The request
Return every line of the records below that contains the word "white".

Record set

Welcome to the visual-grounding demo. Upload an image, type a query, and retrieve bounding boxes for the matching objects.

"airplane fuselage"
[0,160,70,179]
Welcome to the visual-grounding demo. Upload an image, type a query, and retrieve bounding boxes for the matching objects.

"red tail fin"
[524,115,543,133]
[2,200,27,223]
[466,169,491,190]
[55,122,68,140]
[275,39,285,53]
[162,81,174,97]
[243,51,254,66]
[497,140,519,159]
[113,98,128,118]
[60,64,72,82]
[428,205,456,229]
==
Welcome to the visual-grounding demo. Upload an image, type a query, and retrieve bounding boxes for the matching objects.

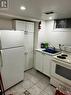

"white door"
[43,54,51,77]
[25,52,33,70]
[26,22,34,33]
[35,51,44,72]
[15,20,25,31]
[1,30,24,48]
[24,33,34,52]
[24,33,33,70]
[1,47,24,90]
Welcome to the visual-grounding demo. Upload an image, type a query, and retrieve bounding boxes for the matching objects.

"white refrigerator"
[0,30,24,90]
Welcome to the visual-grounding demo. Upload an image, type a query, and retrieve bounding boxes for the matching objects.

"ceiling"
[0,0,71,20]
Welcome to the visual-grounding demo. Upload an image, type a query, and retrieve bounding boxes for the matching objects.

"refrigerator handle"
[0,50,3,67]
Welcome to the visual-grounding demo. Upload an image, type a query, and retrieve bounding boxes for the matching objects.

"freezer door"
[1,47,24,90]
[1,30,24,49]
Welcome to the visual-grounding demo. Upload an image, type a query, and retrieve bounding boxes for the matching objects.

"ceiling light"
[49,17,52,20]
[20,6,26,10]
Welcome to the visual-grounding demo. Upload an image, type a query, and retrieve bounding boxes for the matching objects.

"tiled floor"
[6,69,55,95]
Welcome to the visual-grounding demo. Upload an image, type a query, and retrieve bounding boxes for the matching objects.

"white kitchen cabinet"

Exercise output
"white door"
"white refrigerator"
"white kitchen cabinet"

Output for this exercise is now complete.